--- PROBLEM TO SOLVE ---
An exact copy of all the data below is required.
*** Opening RECORD SET ***
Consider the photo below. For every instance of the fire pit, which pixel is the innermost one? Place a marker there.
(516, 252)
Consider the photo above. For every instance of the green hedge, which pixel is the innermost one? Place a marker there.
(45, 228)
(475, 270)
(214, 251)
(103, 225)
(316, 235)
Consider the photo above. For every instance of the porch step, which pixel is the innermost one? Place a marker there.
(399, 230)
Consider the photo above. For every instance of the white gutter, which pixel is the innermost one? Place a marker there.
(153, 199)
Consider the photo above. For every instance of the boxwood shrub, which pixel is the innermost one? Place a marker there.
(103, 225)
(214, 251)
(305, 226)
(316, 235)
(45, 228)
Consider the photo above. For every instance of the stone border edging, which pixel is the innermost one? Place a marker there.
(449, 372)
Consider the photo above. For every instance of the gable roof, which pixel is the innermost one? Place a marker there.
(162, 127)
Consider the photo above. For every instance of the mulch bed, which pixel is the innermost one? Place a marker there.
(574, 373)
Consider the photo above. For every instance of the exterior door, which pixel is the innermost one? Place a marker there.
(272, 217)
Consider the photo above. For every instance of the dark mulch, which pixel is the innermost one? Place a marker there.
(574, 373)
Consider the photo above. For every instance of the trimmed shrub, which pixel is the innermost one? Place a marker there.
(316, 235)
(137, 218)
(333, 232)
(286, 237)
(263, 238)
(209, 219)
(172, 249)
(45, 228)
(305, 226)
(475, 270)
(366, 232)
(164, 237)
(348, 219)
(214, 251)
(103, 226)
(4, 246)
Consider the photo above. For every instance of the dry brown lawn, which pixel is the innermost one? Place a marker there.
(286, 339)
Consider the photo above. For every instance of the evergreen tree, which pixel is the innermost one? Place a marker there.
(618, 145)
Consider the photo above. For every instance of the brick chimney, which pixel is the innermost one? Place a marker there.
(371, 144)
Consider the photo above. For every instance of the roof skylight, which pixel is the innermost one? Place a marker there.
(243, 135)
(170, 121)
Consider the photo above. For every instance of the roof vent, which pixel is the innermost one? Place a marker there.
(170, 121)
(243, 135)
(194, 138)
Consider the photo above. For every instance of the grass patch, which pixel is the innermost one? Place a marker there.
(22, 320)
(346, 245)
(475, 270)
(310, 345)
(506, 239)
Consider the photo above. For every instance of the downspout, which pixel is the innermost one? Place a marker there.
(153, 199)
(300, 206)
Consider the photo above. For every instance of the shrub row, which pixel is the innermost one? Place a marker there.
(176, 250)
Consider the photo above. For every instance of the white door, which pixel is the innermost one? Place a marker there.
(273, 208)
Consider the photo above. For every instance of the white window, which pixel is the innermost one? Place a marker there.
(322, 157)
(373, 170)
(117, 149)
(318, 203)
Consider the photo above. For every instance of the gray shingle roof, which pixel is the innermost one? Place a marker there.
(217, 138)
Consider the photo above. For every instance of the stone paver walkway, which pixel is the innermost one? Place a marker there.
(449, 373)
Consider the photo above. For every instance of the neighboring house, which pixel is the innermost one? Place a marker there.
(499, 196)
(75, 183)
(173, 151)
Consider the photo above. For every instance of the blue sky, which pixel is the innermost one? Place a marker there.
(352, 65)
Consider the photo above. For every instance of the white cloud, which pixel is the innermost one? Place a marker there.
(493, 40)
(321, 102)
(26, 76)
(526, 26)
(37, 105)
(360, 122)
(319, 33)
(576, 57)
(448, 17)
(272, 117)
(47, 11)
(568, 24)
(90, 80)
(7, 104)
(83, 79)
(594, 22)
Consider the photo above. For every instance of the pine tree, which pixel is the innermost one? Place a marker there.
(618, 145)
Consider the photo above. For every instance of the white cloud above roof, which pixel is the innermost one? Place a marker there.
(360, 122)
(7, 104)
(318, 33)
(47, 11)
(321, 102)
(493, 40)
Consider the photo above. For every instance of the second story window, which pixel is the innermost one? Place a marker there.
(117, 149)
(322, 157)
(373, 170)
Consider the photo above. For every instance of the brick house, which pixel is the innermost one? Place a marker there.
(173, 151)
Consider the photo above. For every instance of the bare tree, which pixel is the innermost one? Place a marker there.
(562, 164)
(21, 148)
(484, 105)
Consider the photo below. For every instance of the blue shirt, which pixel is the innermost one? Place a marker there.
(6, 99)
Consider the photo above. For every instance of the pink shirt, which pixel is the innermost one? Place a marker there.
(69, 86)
*** Closing RECORD SET ***
--- FINISHED TASK ---
Consider the photo below. For every instance of the fire pit, which pixel is the innermost one? Place a marker there.
(516, 252)
Consider the photo above. For every instance of the green hedge, which pixel is the innermost one? Place a marker there.
(45, 228)
(475, 270)
(214, 251)
(103, 225)
(316, 235)
Consider the photo above. For every instance of the porch step, which pixel is the innermost one? Place a marker there.
(399, 230)
Consider the photo above. For every instance of the white gutter, which pixel is the innermost one? Place a marker there.
(153, 199)
Consider the photo above. For every instance of the boxwood shrub, which pixel is the innermost one? Place a marker there.
(103, 225)
(214, 251)
(305, 226)
(316, 235)
(45, 228)
Consider the photo above. For every instance of the stone border edging, which pixel is the innermost one? Place a marker there.
(449, 372)
Consider the photo above. For every instance of the gable roof, which pixel is the innermost one? Place a marker there.
(162, 127)
Consider the photo above. For every instance of the mulch bed, which pixel is the innermost one? Place a marker there.
(574, 373)
Consider the photo above. For every instance of the exterior door, which pixel is the innermost one? Place a marker there.
(272, 217)
Consider the photo above. For every instance of the dark mulch, which pixel is the innermost one? Place a marker there.
(574, 373)
Consider the photo above. For every instance of the trimmed shrub, which pixel is the innermost one? Place a marker there.
(316, 235)
(137, 218)
(333, 232)
(286, 237)
(263, 238)
(209, 219)
(172, 249)
(45, 228)
(305, 226)
(475, 270)
(366, 232)
(164, 237)
(348, 219)
(214, 251)
(103, 226)
(4, 246)
Consider the photo above. For every instance of the dry brown lawn, which pixel is the innermost one? Place a marker there.
(286, 339)
Consider the photo above. For every instance of the evergreen tree, which pixel is the innermost one? Place a marker there.
(618, 145)
Consider the photo above. For every instance of the brick chimney, which pixel is the innermost one? Place a marker there.
(371, 144)
Consider the photo above. For every instance of the roof skylight, which pixel is the innermost one? Place a marker there.
(243, 135)
(170, 121)
Consider the photo above. For every instance of the roof vent, which pixel is the innermost one? Place a marker there.
(170, 121)
(243, 135)
(194, 138)
Consider the photo above. For every instance of the grass patch, which pixel is the innermost one? Place a marker there.
(22, 320)
(346, 245)
(475, 270)
(310, 345)
(506, 239)
Consider the photo above. For every instance of the downspout, which pixel is the innermost one? Place a marker there.
(153, 199)
(300, 206)
Consider the photo above. For every instance of the shrub row, which pixel is the innermost one? Place a marker there.
(176, 250)
Consider the photo above. For every instance of the white door, which pixel is the innermost one? Place a marker there.
(273, 208)
Consider the photo above. For every instance of the white window, which pixel is the innermost one? Place a marker there.
(322, 157)
(373, 170)
(117, 149)
(318, 203)
Consider the photo above. For every instance of the gray shingle roof, which pixel is the innermost one? Place a marker there.
(217, 138)
Consider the photo above. For every instance of the stone paver walkway, which pixel is the innermost one? Place a marker there.
(449, 373)
Consider the photo above. For every instance of the neighboring house, which pixel is the innermost one? Place a marker there.
(499, 196)
(75, 183)
(173, 151)
Consider the photo above. For every instance of the blue sky, which pixel is the innermost one? Place a marker there.
(352, 65)
Consider the photo above. For every instance of the white cloud, which pixel is the innermost one? Place a marker there.
(493, 40)
(321, 102)
(26, 76)
(526, 26)
(37, 105)
(360, 122)
(319, 33)
(576, 57)
(448, 17)
(272, 117)
(47, 11)
(568, 24)
(90, 80)
(7, 104)
(83, 79)
(594, 22)
Consider the photo above. For every instance of the pine tree, which pixel is the innermost one? Place a marker there.
(618, 145)
Consider the photo above. For every instance of the white cloud above roof, which pixel is the innermost one? Place a marker there.
(360, 122)
(7, 104)
(318, 33)
(47, 11)
(321, 102)
(493, 40)
Consider the photo above. For every instance of the second story window, which pixel is the innermost one? Place a marker there.
(117, 149)
(322, 157)
(373, 170)
Consider the photo above. For every instance of the brick house, which pixel is the innermost one? Place a marker there.
(173, 151)
Consider the photo above. For every instance of the bare tree, which pixel is the innermost one? Place a marker there.
(562, 164)
(21, 148)
(484, 105)
Consider the photo below. For every instance of the blue shirt, which pixel is the innermost one? Place a marker there.
(6, 99)
Consider the photo above. For every instance of the pink shirt, which pixel is the innermost one? Place a marker there.
(69, 86)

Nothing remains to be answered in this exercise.